• **READING PASSAGE**:
15. The Missing Links: «Mama Keep Your Big Mouth Shut»
Surely, The Cramps would approve of this obscure Australian garage album track: Attitude, bursts of noise & feedback—all to a melody and lyrics by their darling Bo Diddley.

16. The Third Bardo: «Lose Your Mind»
In a transparent and pathetic attempt at breaking big, this song is a replica of The Third Bardo’s previous (moderate) hit, «I’m Five Years Ahead of My Time»—a song The Cramps liked to cover. The song's sentiment is a good idea, though, and with a fuzz guitar like that...

17. ? & the Mysterians: «96 Tears»
Largely forgotten today, this is one of rock history’s most important hits, its raw simplicity inspiring a whole generation of non-musicians to play anyway—and Lux interior to whimper, on 1979’s «Human
Fly»: «I am a human fly / And I don’t know why / I got ninety-six tears and ninety-six eyes!»






18. Suicide: «Radiation»

• **CHECK YOUR UNDERSTANDING**:
- a) In the song notes, condense the paragraph beginning "In a transparent and pathetic attempt" into two short sentences that keep its main facts.
- b) Transcribe the song notes word for word, starting with "15. The Missing" and going on through "darling Bo Diddley.".
- c) Go on with the song notes from the "18. Suicide: «Radiation»" heading, matching the style of the earlier entries.
The rows below have no connection to the song notes above.

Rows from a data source

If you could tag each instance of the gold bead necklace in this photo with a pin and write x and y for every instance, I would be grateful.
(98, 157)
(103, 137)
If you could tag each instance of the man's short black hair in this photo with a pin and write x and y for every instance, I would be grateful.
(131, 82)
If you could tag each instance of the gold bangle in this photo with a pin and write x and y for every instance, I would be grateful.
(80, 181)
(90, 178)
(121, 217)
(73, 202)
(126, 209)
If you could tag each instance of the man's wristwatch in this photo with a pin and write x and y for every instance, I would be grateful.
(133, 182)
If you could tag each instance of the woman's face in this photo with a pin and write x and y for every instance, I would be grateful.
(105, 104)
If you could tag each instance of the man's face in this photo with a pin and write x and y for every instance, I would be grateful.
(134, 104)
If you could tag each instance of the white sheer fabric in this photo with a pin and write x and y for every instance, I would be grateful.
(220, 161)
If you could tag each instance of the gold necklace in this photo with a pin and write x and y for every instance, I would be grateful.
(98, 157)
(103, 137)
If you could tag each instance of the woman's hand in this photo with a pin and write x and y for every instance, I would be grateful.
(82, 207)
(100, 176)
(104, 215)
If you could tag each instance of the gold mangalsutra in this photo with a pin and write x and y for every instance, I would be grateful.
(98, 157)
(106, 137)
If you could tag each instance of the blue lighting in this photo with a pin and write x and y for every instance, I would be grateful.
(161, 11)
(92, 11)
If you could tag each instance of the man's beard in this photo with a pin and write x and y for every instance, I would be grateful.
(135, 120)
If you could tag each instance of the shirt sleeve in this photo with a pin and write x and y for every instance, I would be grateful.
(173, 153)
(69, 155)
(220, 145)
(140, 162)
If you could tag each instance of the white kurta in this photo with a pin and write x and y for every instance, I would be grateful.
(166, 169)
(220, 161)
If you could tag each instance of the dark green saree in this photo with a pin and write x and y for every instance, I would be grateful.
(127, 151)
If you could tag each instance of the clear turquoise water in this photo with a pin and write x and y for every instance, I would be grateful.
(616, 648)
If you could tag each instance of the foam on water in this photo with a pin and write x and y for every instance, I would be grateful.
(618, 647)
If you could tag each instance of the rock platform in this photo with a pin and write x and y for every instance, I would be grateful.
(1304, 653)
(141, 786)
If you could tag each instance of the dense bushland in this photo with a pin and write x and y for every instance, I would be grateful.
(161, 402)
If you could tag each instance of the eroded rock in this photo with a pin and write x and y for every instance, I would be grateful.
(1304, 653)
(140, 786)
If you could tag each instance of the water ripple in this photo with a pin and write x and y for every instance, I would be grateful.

• **ANSWERS TO THE TASKS**:
- a) The Third Bardo's «Lose Your Mind» is a blatant bid for a big hit that copies the band's earlier moderate hit, «I'm Five Years Ahead of My Time», a song The Cramps liked to cover. Still, the song's sentiment is a good idea, and it has a notable fuzz guitar.

- b)
15. The Missing Links: «Mama Keep Your Big Mouth Shut»
Surely, The Cramps would approve of this obscure Australian garage album track: Attitude, bursts of noise & feedback—all to a melody and lyrics by their darling Bo Diddley.

- c)
According to Suicide singer Alan Vega, ’60s garage rock sensation «96 Tears» forms the basis of this song, just as it inspired The Cramps' own «Human Fly». Although they sound different, the two bands shared an affinity for early rock'n'roll, screams and yelps, the gutter, and punk (which they helped kickstart in New York back in the '70s when they'd play CBGB's and the like).

19. The Birthday Party: «Release the Bats»
At this point—1982—The Birthday Party was probably the closest-sounding band to The Cramps. The tongue-in-cheek, rockabilly-meets-goth stylings and gutter lunacy were something they definitely had in common, not to mention the hysterical vocals and ejaculations of white guitar noise. While Lux Interior attempted to sound like Charlie Feathers, and Alan Vega as Gene Vincent, Nick Cave here gives it the Elvis treatment.

20. Thee Headcoatees: «Strychnine»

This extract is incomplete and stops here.